::: PROVIDED TEXT
Provide a Dataset
This section describs how to provide a dataset to the dAIEdgeVLab Python API.
Format the dataset
The dataset must be formated as follows in order to be accepted by the dAIEdgeVLab :
- The data must be pre-processed - formated as they are supposed to be presented to the model.
- The data must be converted in byte format and concatenated.
- The final file contains
model input size in bytes
*the number of data
. Herethe number of data
will determin the number of inference perfomed. - The resulting file is a
.bin
.
Simple example with MNIST
The following script convert a subset of the MNIST dataset in a pre-processed binary file :
import torchvision
# Dataset name
dataset_name = "dataset_MNIST.bin"
# Select the number of images we want in the final dataset
nb_images = 5000
# Load MNIST dataset
mnist_dataset = torchvision.datasets.MNIST(
root="./data",
train=True,
download=True,
transform=None
)
# Get images and process the data as needed
images = mnist_dataset.data[:nb_images].numpy().astype(np.float32) # Shape: (nb_images, 28, 28)
images /= 255.0
# Save the pre-processed dataset
images.tofile(dataset_name)
print(f"Saved {images.shape[0]} images in {dataset_name}")
This dataset is therfore adapted for a model with input shape (28, 28):
import tensorflow as tf
model = tf.keras.Sequential([
tf.keras.layers.Flatten(input_shape=(28, 28)),
...
])
Use the dataset
There is two main way to use a dataset for a benchmark with the dAIEdgeVLab :
- Upload your dataset to the dAIEdgeVLab
- Refer to a previously uploaded dataset
Uploading your dataset to the dAIEdge-VLab and refer it allows faster benchmark response and reduce the amount of trafic. This is not meant to keep your dataset for long period of time.
Upload & refer your dataset
You can upload a dataset to the dAIEdge-VLab with the method uploadDataset
. The dataset_name
is simple the file name you provided (here : dataset.bin
). You can then use this dataset_name
to refer to this dataset to be used for a benchmark. The following example illustre it :
import dAIEdgeVLabAPI
# Authentify to the dAIEdge-VLab
api = dAIEdgeVLabAPI("./path/to/setup.yaml")
dataset_name = api.uploadDataset("./path/to/dataset.bin")
# Start a benchmark for a given target, runtime, model and a dataset
benchmark_id = api.startBenchmark(
target = "rpi5",
runtime = "tflite",
model_path = "./path/to/my_model.tflite",
dataset = dataset_name
)
# Blocking method - wait for the results
result = api.waitBenchmarkResult(benchmark_id)
# Use the result
print(result["report"])
print(result["user_log"])
print(result["error_log"])
print(result["raw_output"])
::::::
::: DATA BLOCK
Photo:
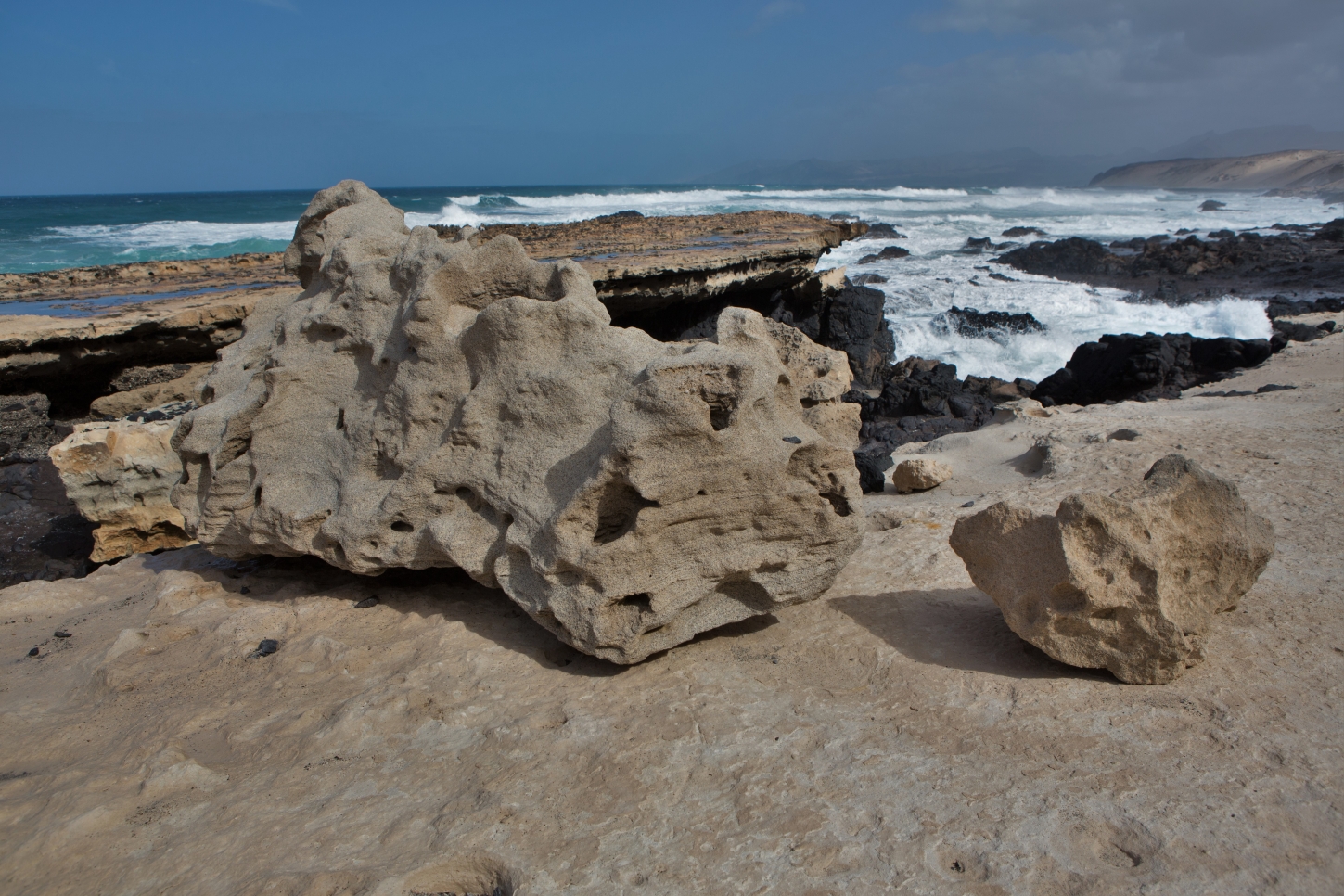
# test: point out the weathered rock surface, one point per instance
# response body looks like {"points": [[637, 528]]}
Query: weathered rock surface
::::::
TASKS TO CARRY OUT ->
(A) In the dAIEdgeVLab dataset guide, what input shape is the MNIST example dataset suited for?
(B) Write the next part of the dAIEdgeVLab dataset guide, starting after its final line of code.

RESULTS IN ORDER ->
(A) It is suited for a model with input shape (28, 28).

(B)
In the next example, we open the dataset.bin
and provide it to the startBenchmark
method. The method will automatically upload the dataset to the dAIEdge-VLab and use it to start the benchmark.
from dAIEdgeVLabAPI import dAIEdgeVLabAPI
# Authentify to the dAIEdge-VLab
api = dAIEdgeVLabAPI("./path/to/setup.yaml")
dataset = open("./path/to/dataset.bin", "rb")
# Start a benchmark for a given target, runtime, model and a dataset
benchmark_id = api.startBenchmark(
target = "rpi5",
runtime = "tflite",
model_path = "./path/to/my_model.tflite",
dataset = dataset
)
# Blocking method - wait for the results
result = api.waitBenchmarkResult(benchmark_id)
# Use the result
print(result["report"])
print(result["user_log"])
print(result["error_log"])
print(result["raw_output"])
startBenchmark
method, the dataset can still be referred later using its name.Manage your datasets
Since you can upload dataset to the dAIEdge-VLab and reference them to run your benchmaks, this implies that they are stored in the dAIEdge-VLab facilities. You can then see the list of available dataset that you uploaded. The dAIEdge-VLab manages the dataset and deletes them automatically after a given period of time.
List the available datasets
You can get the list of available datasets associated with your account with the method getDatasets
:
from dAIEdgeVLabAPI import dAIEdgeVLabAPI
# Authentify to the dAIEdge-VLab
api = dAIEdgeVLabAPI("./path/to/setup.yaml")
# Get the currently available datasets
datasets = api.getDatasets()
# Use the availale dataset list
for dataset in datasets:
print("dataset_name", dataset)
Delete a Dataset
It is appreciated if you delete your datasets once you do not need to use them anymore. This reduces the stresse on the dAIEdgeVLab facilites.
from dAIEdgeVLabAPI import dAIEdgeVLabAPI
# Authentify to the dAIEdge-VLab
api = dAIEdgeVLabAPI("./path/to/setup.yaml")
# Dataset reference to delete
dataset_name = "dataset.bin"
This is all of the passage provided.